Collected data
**********
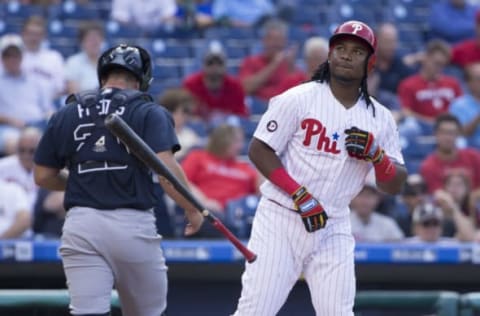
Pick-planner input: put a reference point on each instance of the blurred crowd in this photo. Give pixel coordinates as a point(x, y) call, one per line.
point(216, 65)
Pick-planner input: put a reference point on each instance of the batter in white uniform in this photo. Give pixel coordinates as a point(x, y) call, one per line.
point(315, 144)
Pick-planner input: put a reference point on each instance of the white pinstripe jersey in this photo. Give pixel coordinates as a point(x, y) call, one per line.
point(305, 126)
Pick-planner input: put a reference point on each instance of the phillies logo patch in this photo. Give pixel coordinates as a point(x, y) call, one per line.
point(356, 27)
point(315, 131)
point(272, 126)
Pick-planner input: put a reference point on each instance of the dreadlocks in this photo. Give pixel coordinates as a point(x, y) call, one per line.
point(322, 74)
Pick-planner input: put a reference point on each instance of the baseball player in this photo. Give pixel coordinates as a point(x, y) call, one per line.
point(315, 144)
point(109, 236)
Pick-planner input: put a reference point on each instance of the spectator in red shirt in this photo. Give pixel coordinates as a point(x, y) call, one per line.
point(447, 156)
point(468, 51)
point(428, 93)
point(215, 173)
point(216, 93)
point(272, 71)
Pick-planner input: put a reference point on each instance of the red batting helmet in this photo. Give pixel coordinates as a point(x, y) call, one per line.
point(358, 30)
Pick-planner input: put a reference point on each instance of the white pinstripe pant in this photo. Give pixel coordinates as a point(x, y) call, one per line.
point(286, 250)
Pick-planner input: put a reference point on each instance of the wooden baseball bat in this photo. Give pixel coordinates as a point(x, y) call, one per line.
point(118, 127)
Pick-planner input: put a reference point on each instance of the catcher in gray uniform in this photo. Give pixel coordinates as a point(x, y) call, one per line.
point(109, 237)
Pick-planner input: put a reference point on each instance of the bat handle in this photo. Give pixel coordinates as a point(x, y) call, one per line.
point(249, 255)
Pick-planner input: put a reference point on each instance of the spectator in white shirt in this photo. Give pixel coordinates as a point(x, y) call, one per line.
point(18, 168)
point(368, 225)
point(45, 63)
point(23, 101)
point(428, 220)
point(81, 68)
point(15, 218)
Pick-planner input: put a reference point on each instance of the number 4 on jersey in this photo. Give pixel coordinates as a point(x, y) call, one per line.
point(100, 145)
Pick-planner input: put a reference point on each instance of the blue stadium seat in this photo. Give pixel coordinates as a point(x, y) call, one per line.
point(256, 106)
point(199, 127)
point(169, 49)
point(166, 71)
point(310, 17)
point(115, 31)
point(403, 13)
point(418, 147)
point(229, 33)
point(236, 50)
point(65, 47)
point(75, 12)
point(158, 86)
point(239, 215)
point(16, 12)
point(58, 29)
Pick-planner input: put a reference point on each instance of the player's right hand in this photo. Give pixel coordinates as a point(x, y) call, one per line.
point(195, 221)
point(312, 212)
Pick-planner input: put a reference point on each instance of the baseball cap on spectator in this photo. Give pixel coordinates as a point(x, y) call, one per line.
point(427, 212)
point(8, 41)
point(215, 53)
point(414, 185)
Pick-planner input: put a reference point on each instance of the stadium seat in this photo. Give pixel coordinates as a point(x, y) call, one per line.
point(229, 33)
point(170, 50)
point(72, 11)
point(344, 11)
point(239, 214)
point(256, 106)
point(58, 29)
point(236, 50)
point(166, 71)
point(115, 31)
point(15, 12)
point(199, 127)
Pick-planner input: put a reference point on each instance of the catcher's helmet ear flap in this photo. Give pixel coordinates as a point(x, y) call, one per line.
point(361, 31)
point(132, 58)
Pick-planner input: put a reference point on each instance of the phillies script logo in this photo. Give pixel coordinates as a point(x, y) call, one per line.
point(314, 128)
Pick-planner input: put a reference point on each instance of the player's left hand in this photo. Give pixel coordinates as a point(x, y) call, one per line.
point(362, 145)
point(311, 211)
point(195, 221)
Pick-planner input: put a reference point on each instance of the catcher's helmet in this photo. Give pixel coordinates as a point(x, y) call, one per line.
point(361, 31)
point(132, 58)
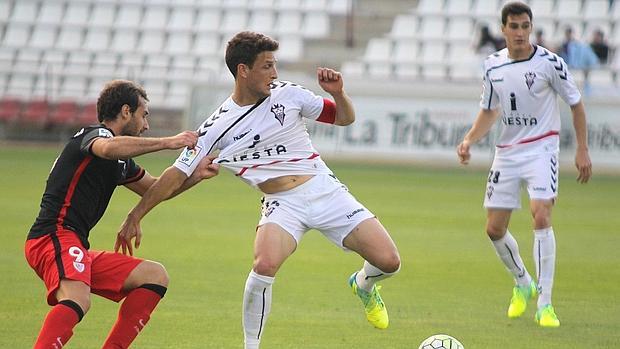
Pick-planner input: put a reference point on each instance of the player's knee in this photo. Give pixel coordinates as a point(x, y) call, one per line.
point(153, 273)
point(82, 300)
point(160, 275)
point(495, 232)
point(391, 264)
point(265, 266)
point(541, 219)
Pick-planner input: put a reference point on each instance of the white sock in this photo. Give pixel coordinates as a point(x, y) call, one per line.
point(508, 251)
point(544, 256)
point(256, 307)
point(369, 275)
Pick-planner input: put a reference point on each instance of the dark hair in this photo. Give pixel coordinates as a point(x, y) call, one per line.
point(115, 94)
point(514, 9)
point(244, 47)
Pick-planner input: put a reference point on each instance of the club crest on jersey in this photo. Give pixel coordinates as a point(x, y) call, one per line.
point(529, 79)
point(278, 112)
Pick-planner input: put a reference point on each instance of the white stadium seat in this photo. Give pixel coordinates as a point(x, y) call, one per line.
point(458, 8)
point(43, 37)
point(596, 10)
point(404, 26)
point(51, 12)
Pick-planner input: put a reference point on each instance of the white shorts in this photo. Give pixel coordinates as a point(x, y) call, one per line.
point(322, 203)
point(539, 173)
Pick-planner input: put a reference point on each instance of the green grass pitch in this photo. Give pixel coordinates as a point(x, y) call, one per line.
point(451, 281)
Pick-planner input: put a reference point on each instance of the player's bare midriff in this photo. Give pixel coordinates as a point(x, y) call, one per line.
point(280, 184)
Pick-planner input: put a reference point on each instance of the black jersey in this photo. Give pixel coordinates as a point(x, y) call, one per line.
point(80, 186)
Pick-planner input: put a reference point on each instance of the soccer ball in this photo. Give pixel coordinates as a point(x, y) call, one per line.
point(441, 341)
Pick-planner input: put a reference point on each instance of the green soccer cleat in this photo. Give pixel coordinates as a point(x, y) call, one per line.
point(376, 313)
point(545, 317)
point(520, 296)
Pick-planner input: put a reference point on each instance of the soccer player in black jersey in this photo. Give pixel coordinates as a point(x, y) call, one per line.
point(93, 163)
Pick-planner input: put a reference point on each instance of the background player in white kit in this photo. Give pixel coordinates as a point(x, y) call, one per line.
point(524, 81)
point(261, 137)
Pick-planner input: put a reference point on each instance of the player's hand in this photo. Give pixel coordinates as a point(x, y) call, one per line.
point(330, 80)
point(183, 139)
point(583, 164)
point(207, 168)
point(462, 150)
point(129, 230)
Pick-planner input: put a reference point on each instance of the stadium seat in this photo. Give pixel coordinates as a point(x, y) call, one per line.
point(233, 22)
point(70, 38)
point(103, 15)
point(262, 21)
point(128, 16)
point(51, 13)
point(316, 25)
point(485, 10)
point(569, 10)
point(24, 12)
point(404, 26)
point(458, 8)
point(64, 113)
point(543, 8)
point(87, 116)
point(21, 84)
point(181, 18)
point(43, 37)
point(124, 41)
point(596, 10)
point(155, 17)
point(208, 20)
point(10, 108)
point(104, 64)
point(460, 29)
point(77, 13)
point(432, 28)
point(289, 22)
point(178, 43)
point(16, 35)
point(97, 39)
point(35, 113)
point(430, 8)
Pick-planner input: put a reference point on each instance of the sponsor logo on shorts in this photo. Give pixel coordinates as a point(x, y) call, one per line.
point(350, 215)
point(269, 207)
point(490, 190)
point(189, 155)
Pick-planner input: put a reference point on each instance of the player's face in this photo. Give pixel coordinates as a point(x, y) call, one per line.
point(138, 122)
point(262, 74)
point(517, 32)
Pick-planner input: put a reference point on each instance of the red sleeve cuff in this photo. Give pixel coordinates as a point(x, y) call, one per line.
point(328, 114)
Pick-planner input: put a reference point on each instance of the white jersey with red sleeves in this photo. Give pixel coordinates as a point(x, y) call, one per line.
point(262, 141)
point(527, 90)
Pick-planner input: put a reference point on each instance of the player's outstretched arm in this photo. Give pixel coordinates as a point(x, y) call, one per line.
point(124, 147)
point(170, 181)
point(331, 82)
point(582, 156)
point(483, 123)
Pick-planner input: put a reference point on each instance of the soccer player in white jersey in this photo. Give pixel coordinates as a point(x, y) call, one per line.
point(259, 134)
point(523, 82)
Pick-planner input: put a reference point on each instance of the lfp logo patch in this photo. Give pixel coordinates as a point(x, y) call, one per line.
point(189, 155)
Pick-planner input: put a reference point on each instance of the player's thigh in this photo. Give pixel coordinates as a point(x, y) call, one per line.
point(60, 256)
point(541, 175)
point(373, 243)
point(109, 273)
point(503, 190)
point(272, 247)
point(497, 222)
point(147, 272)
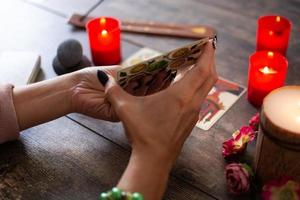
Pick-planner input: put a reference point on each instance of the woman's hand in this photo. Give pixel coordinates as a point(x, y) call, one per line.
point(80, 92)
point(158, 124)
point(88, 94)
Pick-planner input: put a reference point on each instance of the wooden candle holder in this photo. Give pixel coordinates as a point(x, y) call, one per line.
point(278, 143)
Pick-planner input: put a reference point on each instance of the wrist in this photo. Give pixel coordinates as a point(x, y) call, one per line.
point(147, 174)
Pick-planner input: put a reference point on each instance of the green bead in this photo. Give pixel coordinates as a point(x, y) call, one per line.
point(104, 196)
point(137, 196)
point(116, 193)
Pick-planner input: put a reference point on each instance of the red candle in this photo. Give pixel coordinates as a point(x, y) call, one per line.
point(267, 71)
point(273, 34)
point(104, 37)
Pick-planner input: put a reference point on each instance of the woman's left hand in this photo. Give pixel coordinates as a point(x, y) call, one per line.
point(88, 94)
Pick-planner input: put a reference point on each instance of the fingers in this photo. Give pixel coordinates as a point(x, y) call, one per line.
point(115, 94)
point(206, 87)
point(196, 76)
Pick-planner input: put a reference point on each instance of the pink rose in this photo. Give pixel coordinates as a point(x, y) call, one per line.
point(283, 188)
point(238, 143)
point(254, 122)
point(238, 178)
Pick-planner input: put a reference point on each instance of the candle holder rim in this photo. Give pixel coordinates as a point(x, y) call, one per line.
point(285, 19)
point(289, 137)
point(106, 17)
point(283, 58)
**********
■ Short task: Find the line that contains "the woman's left" in the listing above. Retype it and every line after it up to the last, exactly, and nothing else.

■ Result for this exercise:
Pick-planner input: put a reference point on each instance of the woman's left hand in this photo. Give pixel coordinates as a point(x, y) call, one per line.
point(88, 94)
Pick-planner input: put a reference point on each instance of the fingers in this photo. Give pixel coordinates as a point(x, y) call, one per line.
point(115, 94)
point(206, 87)
point(196, 76)
Pick-planner input: put a reference point on each instance of the pink rose in this photo. Give pixel coordinates as a point(x, y) call, one per line.
point(283, 188)
point(238, 143)
point(254, 122)
point(238, 178)
Pick-planner input: put a reference point on each instance of the candle holder rim in this photo. Give pixel coordinates as a point(x, y) call, one per line.
point(285, 19)
point(289, 137)
point(106, 17)
point(283, 58)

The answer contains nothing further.